▶ **Problem to solve**
Print exactly the lines from the line with "Phrase: grazing field" to the last line of the data, please, both included.

▶ **Entries provided**
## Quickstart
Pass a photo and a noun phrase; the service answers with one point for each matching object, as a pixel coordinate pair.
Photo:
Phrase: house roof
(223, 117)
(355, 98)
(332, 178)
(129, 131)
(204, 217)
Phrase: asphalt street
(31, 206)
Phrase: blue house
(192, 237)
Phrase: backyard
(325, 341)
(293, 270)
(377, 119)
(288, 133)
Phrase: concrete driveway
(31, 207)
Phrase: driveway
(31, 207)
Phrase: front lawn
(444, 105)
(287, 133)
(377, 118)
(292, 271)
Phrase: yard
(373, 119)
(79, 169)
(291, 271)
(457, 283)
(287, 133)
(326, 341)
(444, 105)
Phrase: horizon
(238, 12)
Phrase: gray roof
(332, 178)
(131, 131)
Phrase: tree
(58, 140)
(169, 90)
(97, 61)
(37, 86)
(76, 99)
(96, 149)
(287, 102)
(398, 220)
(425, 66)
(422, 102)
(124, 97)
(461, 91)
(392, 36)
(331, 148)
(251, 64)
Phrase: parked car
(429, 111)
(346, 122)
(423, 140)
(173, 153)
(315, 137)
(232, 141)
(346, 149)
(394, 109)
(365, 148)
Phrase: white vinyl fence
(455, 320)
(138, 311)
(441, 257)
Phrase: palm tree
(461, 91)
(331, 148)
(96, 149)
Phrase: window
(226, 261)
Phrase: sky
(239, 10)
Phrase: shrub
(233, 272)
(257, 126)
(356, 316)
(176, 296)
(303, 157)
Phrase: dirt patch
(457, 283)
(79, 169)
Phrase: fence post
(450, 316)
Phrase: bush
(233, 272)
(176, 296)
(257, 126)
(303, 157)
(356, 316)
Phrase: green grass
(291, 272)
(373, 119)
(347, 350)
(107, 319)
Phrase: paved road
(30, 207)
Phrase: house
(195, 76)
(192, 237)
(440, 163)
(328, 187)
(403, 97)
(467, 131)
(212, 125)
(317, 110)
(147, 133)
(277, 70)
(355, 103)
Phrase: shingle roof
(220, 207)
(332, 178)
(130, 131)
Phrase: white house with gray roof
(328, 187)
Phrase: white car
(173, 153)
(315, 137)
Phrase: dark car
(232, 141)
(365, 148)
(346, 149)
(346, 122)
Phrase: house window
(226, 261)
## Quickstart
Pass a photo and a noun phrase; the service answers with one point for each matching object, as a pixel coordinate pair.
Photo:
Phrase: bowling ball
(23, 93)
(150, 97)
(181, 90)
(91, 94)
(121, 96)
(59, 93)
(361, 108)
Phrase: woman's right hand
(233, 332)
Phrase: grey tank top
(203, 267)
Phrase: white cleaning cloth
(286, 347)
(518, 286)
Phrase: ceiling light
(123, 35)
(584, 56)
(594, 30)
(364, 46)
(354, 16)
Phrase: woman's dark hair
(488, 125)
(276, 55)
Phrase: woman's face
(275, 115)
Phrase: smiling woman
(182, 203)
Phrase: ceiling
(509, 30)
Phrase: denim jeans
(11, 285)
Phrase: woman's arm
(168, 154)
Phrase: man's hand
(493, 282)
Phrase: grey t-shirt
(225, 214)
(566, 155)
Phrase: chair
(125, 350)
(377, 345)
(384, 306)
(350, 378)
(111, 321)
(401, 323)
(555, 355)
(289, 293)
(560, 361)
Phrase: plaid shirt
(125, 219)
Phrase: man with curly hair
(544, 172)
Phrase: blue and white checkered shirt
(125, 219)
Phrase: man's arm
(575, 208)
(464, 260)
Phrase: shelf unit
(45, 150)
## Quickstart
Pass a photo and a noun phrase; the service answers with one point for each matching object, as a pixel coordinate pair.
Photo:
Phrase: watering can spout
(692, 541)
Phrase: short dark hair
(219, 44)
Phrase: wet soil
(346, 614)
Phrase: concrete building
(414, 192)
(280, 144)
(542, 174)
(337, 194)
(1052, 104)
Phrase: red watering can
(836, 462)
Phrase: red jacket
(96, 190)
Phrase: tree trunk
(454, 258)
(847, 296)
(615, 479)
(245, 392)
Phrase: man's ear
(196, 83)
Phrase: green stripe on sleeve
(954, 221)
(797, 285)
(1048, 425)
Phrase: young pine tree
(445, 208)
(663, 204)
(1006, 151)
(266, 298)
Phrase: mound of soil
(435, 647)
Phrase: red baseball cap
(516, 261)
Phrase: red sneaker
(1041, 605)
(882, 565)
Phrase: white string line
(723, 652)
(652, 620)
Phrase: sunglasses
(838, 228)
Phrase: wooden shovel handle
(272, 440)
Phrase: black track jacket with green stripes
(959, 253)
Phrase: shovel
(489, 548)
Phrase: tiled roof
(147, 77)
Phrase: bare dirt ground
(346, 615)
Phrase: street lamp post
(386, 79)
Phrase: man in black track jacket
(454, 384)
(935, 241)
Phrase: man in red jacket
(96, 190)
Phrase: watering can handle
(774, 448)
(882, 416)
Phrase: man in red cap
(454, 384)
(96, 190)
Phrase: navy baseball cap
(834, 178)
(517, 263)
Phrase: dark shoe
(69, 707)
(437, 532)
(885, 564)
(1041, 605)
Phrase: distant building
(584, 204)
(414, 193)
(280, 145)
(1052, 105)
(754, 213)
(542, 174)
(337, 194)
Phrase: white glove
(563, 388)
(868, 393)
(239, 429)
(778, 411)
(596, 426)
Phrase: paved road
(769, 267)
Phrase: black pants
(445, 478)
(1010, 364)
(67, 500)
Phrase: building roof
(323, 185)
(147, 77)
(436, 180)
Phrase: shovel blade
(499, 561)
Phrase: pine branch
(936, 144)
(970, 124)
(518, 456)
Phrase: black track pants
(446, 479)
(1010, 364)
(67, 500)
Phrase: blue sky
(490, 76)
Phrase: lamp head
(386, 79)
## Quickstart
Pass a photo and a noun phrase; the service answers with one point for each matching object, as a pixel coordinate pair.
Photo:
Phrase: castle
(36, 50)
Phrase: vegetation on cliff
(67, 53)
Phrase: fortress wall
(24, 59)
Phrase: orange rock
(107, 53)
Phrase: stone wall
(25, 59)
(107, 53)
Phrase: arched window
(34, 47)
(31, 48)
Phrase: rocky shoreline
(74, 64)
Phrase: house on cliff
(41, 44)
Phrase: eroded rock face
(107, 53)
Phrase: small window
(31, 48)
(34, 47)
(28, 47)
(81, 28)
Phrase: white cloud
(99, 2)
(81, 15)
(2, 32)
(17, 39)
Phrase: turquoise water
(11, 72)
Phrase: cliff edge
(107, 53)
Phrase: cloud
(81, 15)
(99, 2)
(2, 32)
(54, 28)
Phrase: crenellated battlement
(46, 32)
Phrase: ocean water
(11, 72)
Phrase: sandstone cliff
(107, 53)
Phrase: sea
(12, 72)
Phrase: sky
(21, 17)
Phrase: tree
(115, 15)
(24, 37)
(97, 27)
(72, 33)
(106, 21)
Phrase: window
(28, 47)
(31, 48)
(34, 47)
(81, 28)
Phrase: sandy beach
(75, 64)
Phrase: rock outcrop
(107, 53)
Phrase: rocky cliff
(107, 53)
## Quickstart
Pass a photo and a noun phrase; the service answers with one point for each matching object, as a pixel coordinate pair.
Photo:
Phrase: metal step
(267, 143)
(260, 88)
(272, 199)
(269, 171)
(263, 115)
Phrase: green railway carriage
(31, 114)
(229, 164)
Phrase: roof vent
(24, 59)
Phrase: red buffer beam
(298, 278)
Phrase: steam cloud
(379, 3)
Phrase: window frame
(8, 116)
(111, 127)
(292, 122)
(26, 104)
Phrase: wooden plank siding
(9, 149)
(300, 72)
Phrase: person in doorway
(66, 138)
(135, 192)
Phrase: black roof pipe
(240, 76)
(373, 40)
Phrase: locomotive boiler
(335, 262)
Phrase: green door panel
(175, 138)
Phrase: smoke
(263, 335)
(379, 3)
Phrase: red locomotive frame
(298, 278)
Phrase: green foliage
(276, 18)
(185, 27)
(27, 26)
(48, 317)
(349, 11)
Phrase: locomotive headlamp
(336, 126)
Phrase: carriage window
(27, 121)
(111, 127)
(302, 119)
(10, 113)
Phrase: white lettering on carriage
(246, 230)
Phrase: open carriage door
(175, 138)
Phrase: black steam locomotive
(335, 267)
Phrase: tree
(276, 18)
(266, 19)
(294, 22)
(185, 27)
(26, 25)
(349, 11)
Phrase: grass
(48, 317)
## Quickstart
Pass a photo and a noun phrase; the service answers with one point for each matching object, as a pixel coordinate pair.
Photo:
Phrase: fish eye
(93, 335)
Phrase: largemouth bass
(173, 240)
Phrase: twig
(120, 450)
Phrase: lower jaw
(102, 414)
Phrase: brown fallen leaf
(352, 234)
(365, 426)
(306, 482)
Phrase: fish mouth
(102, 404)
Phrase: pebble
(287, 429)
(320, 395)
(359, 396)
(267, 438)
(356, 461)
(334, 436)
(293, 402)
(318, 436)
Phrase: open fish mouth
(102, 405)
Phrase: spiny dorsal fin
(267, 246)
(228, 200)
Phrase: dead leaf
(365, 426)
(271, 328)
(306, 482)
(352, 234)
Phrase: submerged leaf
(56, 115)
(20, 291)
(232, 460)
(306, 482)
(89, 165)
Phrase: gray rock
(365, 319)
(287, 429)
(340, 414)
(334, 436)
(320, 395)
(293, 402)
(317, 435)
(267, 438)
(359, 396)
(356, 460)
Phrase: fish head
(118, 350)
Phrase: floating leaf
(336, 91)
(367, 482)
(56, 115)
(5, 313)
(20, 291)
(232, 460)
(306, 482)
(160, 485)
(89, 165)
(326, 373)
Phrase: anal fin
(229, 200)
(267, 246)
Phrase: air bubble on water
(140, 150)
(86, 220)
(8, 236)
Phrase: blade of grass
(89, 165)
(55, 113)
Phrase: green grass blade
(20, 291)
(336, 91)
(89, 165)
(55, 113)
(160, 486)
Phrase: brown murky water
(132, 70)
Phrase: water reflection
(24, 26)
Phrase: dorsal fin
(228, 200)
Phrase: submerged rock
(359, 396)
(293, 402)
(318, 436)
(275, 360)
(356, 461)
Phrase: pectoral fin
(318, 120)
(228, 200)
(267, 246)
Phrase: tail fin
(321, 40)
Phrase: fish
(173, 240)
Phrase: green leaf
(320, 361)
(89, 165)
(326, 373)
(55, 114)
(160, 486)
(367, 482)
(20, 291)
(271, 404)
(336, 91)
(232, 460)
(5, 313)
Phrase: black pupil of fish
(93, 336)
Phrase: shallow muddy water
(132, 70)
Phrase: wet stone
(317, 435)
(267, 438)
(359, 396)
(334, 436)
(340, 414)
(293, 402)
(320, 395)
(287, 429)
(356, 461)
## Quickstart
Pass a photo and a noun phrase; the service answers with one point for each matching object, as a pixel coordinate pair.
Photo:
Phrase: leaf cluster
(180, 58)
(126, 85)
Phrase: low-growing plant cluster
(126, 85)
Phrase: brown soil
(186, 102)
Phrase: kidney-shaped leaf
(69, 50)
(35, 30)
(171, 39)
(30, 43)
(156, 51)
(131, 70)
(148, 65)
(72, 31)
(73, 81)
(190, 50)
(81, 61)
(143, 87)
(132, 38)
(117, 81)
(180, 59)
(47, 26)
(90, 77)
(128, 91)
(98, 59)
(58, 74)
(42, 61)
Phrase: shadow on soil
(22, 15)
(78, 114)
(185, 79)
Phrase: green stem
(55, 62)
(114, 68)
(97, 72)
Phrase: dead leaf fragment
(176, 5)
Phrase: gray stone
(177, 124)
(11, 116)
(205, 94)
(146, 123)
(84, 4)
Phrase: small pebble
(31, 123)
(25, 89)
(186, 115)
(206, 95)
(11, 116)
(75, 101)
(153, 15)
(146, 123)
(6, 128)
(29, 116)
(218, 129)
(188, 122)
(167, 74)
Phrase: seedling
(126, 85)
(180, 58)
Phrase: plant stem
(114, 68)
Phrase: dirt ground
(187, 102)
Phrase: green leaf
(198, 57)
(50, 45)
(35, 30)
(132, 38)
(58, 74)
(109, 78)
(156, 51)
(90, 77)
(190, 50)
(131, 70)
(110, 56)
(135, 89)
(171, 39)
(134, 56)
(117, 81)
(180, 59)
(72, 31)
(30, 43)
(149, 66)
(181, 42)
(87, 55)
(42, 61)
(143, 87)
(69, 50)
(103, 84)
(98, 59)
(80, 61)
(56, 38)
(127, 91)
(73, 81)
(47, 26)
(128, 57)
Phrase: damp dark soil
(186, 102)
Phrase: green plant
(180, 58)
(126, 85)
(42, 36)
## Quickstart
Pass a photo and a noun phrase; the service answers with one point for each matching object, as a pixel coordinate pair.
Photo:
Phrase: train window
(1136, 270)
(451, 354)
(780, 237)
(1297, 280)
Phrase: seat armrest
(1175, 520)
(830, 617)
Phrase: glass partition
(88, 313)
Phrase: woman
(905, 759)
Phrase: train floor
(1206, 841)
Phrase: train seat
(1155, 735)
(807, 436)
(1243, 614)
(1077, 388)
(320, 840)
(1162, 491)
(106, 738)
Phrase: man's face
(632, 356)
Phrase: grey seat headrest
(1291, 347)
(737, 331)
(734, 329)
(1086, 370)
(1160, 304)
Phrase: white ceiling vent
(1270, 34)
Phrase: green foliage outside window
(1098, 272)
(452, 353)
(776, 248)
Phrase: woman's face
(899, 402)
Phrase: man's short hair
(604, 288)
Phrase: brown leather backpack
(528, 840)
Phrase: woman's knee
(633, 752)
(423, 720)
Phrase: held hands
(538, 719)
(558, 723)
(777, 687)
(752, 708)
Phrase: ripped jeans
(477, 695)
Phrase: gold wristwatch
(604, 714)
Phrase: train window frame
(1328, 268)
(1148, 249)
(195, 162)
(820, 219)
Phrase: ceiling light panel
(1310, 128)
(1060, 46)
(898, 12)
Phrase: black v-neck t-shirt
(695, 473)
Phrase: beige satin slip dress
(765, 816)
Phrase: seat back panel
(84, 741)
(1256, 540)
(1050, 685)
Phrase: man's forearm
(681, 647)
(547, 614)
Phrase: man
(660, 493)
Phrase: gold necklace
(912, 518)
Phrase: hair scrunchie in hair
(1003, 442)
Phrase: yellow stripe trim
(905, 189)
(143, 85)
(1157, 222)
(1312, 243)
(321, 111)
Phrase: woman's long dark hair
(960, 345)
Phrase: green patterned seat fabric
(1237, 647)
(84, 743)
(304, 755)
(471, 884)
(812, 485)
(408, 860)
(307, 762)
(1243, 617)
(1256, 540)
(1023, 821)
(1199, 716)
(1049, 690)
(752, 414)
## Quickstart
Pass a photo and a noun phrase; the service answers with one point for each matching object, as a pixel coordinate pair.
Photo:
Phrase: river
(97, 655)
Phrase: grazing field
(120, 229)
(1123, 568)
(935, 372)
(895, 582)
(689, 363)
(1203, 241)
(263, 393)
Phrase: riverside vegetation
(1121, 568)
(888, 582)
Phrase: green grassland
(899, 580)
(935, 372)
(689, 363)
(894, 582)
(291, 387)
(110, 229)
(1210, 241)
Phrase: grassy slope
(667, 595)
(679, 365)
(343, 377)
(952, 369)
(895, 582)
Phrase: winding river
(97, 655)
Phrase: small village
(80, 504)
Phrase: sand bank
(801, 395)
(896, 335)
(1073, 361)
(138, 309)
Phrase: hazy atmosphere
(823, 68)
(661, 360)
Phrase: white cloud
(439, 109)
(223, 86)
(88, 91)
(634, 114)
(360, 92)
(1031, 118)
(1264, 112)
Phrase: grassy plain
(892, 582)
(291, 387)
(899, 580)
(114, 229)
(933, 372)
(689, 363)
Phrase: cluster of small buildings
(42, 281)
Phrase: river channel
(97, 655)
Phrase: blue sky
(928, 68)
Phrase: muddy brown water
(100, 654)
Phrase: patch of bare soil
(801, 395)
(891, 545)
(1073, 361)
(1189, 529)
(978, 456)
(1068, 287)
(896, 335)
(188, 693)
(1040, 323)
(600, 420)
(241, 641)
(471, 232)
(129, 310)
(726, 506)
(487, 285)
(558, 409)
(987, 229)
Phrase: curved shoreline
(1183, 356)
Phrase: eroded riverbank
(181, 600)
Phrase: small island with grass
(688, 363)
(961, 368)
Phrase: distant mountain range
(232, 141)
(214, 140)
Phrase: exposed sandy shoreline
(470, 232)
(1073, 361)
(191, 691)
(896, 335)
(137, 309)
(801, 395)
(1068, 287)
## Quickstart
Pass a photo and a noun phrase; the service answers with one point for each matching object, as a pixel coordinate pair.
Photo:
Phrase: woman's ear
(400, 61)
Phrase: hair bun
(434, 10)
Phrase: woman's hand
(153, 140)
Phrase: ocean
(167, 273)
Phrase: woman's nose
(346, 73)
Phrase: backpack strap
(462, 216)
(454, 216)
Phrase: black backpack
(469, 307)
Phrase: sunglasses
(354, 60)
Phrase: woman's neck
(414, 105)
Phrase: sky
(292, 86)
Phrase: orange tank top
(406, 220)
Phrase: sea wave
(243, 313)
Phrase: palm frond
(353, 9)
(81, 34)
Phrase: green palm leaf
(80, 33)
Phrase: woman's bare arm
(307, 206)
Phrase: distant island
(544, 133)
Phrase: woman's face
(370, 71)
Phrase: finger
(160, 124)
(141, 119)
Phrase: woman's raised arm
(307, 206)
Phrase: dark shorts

▶ **Problem solution**
Phrase: grazing field
(120, 229)
(1123, 568)
(935, 372)
(895, 582)
(689, 363)
(1203, 241)
(263, 393)
Phrase: riverside vegetation
(1121, 568)
(888, 582)
Phrase: green grassland
(899, 580)
(935, 372)
(689, 363)
(894, 582)
(291, 387)
(110, 229)
(1210, 241)
Phrase: grassy slope
(667, 595)
(679, 365)
(343, 377)
(952, 369)
(895, 582)
Phrase: winding river
(97, 655)
Phrase: small village
(80, 504)
Phrase: sand bank
(801, 395)
(896, 335)
(1073, 361)
(138, 309)
Phrase: hazy atmosphere
(823, 68)
(661, 360)
Phrase: white cloud
(439, 109)
(223, 86)
(88, 91)
(634, 114)
(360, 92)
(1031, 118)
(1264, 112)
Phrase: grassy plain
(892, 582)
(291, 387)
(899, 580)
(114, 229)
(933, 372)
(689, 363)
Phrase: cluster of small buildings
(42, 281)
Phrase: river channel
(97, 655)
Phrase: blue sky
(928, 68)
Phrase: muddy brown water
(100, 654)
Phrase: patch of bare soil
(801, 395)
(891, 545)
(1073, 361)
(1189, 529)
(978, 456)
(1068, 287)
(896, 335)
(188, 693)
(1040, 323)
(600, 420)
(241, 641)
(471, 232)
(129, 310)
(726, 506)
(487, 285)
(558, 409)
(987, 229)
Phrase: curved shoreline
(1183, 356)
Phrase: eroded riverbank
(181, 600)
Phrase: small island with grass
(688, 363)
(961, 368)
Phrase: distant mountain range
(232, 141)
(214, 140)
Phrase: exposed sandy shoreline
(470, 232)
(1073, 361)
(191, 691)
(896, 335)
(137, 309)
(801, 395)
(1068, 287)
## Quickstart
Pass a photo and a noun phrase; the service answers with one point for each matching object, as a pixel coordinate pair.
Photo:
Phrase: woman's ear
(400, 61)
Phrase: hair bun
(434, 10)
Phrase: woman's hand
(153, 140)
Phrase: ocean
(167, 273)
Phrase: woman's nose
(346, 73)
Phrase: backpack strap
(462, 216)
(454, 216)
Phrase: black backpack
(469, 307)
Phrase: sunglasses
(354, 60)
Phrase: woman's neck
(414, 105)
Phrase: sky
(292, 86)
Phrase: orange tank top
(406, 220)
Phrase: sea wave
(243, 313)
Phrase: palm frond
(353, 9)
(81, 34)
Phrase: green palm leaf
(80, 33)
Phrase: woman's bare arm
(307, 206)
Phrase: distant island
(544, 133)
Phrase: woman's face
(370, 71)
Phrase: finger
(160, 124)
(141, 119)
Phrase: woman's raised arm
(307, 206)
Phrase: dark shorts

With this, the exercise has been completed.